WHAT IS ASKED —
Copy the lines below without any changes.

INPUT —
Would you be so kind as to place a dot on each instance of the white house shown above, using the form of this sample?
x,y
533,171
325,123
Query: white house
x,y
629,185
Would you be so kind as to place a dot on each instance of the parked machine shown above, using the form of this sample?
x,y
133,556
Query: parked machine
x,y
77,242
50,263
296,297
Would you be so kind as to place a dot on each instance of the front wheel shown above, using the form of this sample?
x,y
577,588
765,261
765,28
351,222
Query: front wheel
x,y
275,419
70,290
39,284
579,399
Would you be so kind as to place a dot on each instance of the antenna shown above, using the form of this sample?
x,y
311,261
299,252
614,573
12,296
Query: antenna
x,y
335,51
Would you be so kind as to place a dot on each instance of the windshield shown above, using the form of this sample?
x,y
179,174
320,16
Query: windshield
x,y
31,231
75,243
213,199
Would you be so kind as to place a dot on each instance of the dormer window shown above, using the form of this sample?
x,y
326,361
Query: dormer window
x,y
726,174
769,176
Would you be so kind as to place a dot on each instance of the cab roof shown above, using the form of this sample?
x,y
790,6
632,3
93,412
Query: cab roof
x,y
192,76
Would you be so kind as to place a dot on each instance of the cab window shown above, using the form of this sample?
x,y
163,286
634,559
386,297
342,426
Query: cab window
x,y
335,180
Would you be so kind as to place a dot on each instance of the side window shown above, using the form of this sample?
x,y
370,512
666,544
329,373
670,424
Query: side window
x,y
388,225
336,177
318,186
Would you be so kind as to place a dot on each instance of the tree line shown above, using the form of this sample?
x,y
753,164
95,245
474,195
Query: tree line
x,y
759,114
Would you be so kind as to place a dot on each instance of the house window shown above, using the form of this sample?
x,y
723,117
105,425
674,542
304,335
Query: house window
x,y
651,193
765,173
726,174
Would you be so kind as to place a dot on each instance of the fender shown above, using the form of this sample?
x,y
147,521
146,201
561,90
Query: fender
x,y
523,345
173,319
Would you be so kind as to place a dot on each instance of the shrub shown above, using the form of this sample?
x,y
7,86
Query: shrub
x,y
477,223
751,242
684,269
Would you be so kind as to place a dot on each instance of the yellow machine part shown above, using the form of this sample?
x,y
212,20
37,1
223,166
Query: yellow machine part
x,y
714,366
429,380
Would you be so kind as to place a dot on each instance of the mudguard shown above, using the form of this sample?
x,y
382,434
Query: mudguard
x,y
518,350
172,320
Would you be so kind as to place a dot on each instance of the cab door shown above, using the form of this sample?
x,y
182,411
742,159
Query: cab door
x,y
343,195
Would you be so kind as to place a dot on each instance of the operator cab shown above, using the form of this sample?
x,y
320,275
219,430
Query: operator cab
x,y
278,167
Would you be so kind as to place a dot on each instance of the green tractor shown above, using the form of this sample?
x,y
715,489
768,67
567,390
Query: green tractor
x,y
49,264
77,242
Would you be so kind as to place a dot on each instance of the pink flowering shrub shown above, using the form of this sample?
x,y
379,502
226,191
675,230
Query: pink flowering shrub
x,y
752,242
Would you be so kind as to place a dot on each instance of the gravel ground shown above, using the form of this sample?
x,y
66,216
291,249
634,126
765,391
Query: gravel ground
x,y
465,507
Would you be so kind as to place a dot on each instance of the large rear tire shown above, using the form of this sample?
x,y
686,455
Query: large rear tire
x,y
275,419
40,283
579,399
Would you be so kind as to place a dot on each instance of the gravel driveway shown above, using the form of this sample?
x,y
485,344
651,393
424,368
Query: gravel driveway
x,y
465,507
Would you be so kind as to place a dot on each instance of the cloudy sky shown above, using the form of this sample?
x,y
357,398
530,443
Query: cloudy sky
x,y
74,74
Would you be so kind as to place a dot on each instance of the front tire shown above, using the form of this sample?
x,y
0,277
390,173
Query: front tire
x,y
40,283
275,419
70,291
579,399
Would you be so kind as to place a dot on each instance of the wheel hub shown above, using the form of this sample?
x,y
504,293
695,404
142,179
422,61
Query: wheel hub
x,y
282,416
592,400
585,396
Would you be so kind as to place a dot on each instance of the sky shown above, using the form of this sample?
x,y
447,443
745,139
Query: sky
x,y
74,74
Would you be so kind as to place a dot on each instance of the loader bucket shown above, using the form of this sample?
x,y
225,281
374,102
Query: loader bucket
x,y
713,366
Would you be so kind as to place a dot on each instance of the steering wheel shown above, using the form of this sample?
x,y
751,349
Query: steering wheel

FINAL ANSWER —
Would you be so kind as to place a dot on each instance of the white house shown above, using the form of this sample?
x,y
533,171
325,123
Query: white house
x,y
629,185
Would you be so kind as to place a dot on each instance of the parked machine shown above, using the form of this sample?
x,y
133,556
Query: parked machine
x,y
77,242
50,263
296,297
Would you be so kind as to place a dot on each instance of the front wheel shown above, using the form of this sample?
x,y
577,588
765,261
765,28
351,222
Query: front wheel
x,y
275,419
70,290
39,284
579,399
Would you be so kind as to place a dot on each instance of the antenna shown above, using the form of this sample?
x,y
311,261
299,252
614,573
12,296
Query: antenna
x,y
335,51
Would you be so kind as to place a dot on each instance of the windshield shown above, using the form of this sample?
x,y
179,174
320,16
Query: windshield
x,y
31,231
75,243
213,199
Would you be so kind as to place a dot on each instance of the dormer window shown above, using the form of this sample?
x,y
326,361
Query: dormer window
x,y
726,174
769,176
Would you be so kind as to place a dot on each instance of the cab roof shown above, using the form of this sample?
x,y
790,6
632,3
93,412
Query: cab roof
x,y
192,76
Would you be so kind as to place a dot on each instance of the cab window shown above, using the form of this sample?
x,y
163,286
634,559
386,297
342,426
Query: cab window
x,y
335,180
Would you be so kind as to place a dot on each instance of the side window shown above, using the form of this sample?
x,y
370,512
666,544
329,373
670,424
Query: side window
x,y
388,225
336,177
318,186
Would you be so kind as to place a dot on each instance of the tree line shown above, using the form of this sample?
x,y
753,164
95,245
474,195
Query: tree line
x,y
759,114
Would you be so kind as to place a dot on each instance of the house window shown above, using the form of this sample?
x,y
723,117
105,425
674,542
304,335
Query: house window
x,y
651,193
765,173
726,174
Would you be so kind as to place a dot on each instance of the fender shown above, using the form of this sample?
x,y
147,521
146,201
561,90
Query: fender
x,y
523,345
173,319
Would you be so kind as to place a dot on each instance of the shrub shown above, using the form of this sample?
x,y
7,86
Query: shrub
x,y
477,223
751,242
684,269
Would you be so kind as to place a dot on each instance of the yellow machine part shown above, using the form of this sample?
x,y
212,20
37,1
223,166
Query: yellow machine part
x,y
714,366
429,380
Would you be so kind as to place a dot on each instance of the mudguard shown above, using the form of this sample?
x,y
382,434
Query: mudguard
x,y
518,350
172,320
Would you be so kind as to place a dot on each instance of the cab door shown above, using the form of this sample?
x,y
182,411
742,159
Query: cab door
x,y
343,195
Would you be so kind as to place a dot on each instance of the operator cab shown above, using the form of this sample?
x,y
320,275
219,430
Query: operator cab
x,y
278,167
Would you be so kind as to place a dot on each instance of the green tractor shown above, using the form of this sample?
x,y
715,489
768,67
567,390
Query: green tractor
x,y
49,264
77,242
Would you be so kind as to place a dot on each instance of the pink flowering shrub shown above, using the form of this sample?
x,y
379,502
226,191
675,230
Query: pink flowering shrub
x,y
752,242
Would you be so kind as to place a dot on each instance of the gravel ground shown above, using the form of this sample?
x,y
66,216
291,249
634,126
765,391
Query: gravel ground
x,y
465,507
Would you be so kind as to place a dot on each instance of the large rear tire shown above, using the form of this sample?
x,y
686,455
Query: large rear tire
x,y
275,419
40,283
579,399
Would you be so kind as to place a dot on each instance of the gravel driveway shown above, using the form of this sample?
x,y
485,344
651,393
424,368
Query: gravel driveway
x,y
465,507
Would you be so kind as to place a dot on each instance of the cloudy sky shown above, using the form of this sample?
x,y
357,398
530,443
Query: cloudy sky
x,y
74,74
Would you be so kind as to place a dot on each instance of the front tire shown above, using the form of this sample?
x,y
0,277
390,173
Query: front tire
x,y
40,283
275,419
70,291
579,399
Would you be so kind as to place a dot on each instance of the wheel hub shown above, using the form of this sample?
x,y
504,293
695,404
142,179
422,61
Query: wheel hub
x,y
282,416
592,400
585,396
Would you be so kind as to place a dot on each instance of the sky shown above, using the form of this sample?
x,y
447,443
745,139
Query: sky
x,y
74,74
Would you be so kind as to place a dot on each instance of the loader bucket shown above, using the form of this sample?
x,y
225,281
374,102
Query: loader bucket
x,y
713,366
Would you be so kind as to place a dot on each instance of the steering wheel shown above, using the form of this sample?
x,y
751,349
Query: steering wheel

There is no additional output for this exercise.